━━━ Cytowany tekst

Andy Fletcher z Depeche Mode nie żyje
Ostatnie miesiące zafundowały miłośnikom muzyki Depeche Mode istny rollercoaster emocjonalny. W maju świat obiegła druzgocąca wiadomość o śmierci Andy’ego Fletchera – jednego z współzałożycieli kultowego zespołu z Basildon. Wielu zaczęło wówczas zastanawiać się, czy powrót DM będzie jeszcze w ogóle możliwy. Kiedy już w październiku grupa zapowiedziała powrót z albumem „Memento Mori”, było to dla jej fanów niemałym zaskoczeniem. Choć do premiery płyty zostało jeszcze nieco czasu, frontman Depeche Mode w rozmowie z Pawłem Jaworem z RMF FM zdecydował się uchylić rąbka tajemnicy na temat nowego materiału.
Depeche Mode i „Memento Mori”
„Memento Mori”, najnowsza płyta zespołu Depeche Mode, ma ukazać się w marcu 2023 roku. Materiał na nowy krążek powstawał już po śmierci nieodżałowanego Fletcha. Jak zdradził nam Dave Gahan, tytuł albumu nie nawiązuje jednak do tego tragicznego dla zespołu wydarzenia.

━━━━━━
━━━ Podane wpisy

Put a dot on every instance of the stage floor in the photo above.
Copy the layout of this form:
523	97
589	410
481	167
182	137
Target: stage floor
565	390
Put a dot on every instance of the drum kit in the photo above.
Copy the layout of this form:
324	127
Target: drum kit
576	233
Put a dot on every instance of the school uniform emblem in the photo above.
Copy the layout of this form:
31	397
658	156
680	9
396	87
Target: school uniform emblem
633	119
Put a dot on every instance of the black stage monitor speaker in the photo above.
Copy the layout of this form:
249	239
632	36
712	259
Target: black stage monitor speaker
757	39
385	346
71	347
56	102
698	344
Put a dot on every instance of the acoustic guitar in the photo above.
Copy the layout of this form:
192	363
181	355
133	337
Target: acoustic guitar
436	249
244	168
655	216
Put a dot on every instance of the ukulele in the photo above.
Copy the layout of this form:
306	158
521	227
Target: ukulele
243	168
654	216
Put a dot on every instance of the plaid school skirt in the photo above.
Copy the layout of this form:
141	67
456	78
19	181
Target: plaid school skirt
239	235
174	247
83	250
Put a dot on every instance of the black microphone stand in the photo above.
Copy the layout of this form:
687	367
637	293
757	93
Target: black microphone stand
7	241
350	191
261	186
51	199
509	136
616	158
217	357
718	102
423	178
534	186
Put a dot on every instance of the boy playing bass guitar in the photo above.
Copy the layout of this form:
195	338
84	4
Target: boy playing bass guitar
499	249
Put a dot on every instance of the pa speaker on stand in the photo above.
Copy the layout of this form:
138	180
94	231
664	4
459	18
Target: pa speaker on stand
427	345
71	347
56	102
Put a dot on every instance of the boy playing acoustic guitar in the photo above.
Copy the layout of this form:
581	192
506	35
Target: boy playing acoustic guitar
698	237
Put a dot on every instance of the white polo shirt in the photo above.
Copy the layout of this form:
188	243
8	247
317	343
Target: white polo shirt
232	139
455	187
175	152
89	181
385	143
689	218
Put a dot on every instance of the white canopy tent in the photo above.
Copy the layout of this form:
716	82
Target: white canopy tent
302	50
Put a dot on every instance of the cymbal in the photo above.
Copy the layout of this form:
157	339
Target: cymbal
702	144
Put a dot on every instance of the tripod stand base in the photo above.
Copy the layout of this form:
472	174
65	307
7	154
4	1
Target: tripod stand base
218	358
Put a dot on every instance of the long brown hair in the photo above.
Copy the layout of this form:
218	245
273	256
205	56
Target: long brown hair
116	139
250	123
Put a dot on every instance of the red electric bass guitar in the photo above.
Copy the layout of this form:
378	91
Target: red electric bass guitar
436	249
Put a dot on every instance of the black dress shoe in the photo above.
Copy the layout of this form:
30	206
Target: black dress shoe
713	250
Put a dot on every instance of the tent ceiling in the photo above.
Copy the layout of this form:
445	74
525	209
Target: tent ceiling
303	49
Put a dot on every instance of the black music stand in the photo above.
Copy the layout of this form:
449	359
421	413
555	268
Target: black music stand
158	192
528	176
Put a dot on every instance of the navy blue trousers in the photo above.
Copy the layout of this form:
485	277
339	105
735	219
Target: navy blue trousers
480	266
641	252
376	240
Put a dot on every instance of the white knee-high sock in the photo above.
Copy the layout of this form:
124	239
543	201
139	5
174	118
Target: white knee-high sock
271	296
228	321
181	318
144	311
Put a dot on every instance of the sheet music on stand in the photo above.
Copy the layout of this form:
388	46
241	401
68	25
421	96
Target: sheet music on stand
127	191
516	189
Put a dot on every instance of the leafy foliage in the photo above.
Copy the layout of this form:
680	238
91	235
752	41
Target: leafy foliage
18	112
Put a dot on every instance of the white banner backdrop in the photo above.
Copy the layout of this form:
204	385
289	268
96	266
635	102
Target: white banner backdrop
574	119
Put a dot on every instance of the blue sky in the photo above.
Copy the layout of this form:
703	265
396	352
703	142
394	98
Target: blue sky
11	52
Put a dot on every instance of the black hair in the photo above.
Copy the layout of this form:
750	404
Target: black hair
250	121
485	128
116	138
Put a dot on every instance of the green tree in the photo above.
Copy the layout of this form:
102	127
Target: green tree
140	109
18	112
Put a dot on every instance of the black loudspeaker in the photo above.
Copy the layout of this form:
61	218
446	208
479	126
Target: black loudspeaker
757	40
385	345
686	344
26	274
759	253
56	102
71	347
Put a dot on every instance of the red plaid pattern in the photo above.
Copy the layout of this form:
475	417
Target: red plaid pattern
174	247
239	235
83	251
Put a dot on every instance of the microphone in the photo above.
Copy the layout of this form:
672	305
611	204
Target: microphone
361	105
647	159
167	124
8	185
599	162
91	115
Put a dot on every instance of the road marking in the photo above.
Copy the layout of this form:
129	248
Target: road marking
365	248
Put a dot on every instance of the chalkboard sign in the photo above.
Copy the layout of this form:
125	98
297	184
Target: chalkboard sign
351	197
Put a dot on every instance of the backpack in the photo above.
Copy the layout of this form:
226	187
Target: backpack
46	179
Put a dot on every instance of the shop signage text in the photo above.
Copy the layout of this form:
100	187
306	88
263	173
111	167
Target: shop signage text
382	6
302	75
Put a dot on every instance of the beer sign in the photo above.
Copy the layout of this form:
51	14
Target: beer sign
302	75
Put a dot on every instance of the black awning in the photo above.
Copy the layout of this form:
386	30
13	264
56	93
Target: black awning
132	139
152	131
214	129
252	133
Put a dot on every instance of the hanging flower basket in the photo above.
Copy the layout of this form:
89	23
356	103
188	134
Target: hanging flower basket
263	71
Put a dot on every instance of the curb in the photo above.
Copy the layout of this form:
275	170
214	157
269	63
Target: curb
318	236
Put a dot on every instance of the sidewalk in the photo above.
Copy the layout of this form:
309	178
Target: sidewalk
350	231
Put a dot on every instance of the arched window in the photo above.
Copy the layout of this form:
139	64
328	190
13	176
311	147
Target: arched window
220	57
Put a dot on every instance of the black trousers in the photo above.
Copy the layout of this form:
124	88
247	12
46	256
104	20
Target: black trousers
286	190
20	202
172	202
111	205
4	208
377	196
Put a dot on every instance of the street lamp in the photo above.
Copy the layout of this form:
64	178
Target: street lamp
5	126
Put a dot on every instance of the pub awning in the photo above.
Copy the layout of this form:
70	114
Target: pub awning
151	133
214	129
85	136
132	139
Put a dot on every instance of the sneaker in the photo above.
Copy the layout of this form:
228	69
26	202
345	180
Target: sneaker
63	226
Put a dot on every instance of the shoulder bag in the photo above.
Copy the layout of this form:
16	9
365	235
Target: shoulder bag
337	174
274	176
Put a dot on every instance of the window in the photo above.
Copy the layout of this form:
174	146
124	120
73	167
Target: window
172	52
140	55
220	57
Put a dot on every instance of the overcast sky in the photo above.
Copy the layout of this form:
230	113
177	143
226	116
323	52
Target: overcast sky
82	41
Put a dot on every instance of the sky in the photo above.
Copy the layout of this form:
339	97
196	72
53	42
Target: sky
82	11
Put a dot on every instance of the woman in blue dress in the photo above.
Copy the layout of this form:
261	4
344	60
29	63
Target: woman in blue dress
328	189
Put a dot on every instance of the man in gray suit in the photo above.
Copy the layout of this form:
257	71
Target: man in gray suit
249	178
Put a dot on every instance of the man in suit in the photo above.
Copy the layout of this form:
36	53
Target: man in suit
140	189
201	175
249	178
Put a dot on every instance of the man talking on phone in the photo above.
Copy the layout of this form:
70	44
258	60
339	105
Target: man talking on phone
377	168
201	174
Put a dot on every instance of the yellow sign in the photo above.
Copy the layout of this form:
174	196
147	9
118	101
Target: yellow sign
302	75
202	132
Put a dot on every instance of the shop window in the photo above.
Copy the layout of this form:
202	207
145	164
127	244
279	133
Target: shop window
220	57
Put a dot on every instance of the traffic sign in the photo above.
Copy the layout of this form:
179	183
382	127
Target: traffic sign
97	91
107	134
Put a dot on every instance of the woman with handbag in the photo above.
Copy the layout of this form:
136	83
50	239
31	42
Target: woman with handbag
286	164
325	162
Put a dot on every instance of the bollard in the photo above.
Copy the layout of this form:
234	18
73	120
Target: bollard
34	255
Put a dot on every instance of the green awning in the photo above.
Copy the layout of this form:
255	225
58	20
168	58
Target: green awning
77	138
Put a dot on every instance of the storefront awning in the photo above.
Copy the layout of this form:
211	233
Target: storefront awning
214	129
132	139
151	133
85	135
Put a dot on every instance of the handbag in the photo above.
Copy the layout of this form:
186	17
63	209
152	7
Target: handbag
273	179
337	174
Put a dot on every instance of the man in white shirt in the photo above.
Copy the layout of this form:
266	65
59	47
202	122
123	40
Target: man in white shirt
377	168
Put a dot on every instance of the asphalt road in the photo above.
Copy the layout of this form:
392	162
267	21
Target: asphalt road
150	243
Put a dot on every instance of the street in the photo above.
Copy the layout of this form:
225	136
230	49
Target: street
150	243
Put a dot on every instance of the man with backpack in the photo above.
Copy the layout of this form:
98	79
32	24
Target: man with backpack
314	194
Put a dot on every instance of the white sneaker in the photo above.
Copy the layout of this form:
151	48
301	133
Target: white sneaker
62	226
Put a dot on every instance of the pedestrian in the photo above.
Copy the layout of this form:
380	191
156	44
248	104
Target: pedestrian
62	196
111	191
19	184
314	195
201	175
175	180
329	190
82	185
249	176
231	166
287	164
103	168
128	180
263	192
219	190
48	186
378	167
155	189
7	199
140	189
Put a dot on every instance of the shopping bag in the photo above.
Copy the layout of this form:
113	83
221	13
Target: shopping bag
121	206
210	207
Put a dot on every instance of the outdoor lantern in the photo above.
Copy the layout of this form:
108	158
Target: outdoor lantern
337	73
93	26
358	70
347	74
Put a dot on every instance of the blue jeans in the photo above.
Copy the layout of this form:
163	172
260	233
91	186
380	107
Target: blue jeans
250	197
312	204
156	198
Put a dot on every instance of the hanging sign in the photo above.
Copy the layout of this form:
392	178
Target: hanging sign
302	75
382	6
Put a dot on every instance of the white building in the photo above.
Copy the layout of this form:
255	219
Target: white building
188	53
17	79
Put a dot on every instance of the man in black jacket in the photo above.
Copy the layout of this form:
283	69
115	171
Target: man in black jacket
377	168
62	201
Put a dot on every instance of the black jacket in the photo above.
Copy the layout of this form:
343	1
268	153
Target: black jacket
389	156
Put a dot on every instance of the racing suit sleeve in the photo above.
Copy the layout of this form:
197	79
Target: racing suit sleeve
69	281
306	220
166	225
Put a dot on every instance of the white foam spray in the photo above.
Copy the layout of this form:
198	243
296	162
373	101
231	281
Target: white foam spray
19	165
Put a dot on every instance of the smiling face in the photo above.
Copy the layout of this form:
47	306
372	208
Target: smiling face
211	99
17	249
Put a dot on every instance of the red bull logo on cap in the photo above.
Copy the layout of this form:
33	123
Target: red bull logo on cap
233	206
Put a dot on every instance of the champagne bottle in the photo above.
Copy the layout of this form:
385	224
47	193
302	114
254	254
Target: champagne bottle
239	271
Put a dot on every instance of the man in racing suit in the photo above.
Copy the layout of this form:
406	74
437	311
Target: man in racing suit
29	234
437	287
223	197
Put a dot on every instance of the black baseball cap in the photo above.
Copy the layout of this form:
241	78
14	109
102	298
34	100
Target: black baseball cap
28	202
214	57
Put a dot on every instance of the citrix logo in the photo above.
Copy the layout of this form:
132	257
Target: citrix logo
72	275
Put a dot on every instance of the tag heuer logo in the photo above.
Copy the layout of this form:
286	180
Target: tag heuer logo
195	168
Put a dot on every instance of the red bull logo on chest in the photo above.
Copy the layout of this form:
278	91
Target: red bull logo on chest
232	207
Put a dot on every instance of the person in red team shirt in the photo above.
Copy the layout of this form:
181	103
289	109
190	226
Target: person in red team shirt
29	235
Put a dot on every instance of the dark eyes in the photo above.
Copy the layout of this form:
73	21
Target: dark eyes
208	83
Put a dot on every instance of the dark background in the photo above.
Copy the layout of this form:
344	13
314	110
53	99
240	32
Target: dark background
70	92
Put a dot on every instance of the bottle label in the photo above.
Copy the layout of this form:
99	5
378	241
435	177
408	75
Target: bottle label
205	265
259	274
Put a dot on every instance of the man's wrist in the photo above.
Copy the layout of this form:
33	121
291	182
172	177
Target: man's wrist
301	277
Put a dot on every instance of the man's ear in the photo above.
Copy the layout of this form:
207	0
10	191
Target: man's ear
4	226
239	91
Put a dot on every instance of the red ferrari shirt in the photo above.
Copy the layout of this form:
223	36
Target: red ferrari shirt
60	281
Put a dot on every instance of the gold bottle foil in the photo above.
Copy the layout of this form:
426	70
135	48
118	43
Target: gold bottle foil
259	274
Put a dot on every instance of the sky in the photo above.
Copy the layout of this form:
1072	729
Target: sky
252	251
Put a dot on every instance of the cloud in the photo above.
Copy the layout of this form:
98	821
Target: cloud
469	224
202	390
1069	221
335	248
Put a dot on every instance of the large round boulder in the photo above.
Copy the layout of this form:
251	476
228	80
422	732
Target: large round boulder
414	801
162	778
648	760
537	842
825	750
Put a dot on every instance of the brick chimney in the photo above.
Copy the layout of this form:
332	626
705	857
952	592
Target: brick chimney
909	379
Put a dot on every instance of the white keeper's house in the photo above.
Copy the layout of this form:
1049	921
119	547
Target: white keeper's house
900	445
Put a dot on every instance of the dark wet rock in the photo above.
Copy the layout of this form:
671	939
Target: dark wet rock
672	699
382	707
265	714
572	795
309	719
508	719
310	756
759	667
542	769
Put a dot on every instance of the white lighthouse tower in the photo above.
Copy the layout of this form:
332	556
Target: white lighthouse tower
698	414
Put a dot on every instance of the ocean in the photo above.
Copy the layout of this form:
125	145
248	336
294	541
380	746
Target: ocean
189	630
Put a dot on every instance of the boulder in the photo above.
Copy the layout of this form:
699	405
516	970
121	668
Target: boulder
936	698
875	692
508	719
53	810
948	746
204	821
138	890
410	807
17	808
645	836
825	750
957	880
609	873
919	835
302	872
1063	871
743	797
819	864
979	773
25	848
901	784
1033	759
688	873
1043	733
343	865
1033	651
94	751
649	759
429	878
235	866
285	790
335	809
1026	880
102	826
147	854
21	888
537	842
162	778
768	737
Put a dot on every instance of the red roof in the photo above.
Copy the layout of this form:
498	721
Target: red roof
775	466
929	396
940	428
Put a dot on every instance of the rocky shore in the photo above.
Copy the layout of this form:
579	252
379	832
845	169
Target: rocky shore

━━━━━━

Co zrobić:
1. Na kiedy tekst o Depeche Mode zapowiada premierę płyty „Memento Mori”?
2. Zwróć każdy wiersz wpisów, w którym występuje słowo „lamp”. Wielkość liter ma znaczenie.

Odpowiedzi do poleceń:
1. Na marzec 2023 roku.

2.
Put a dot on every instance of the street lamp in the photo above.
Target: street lamp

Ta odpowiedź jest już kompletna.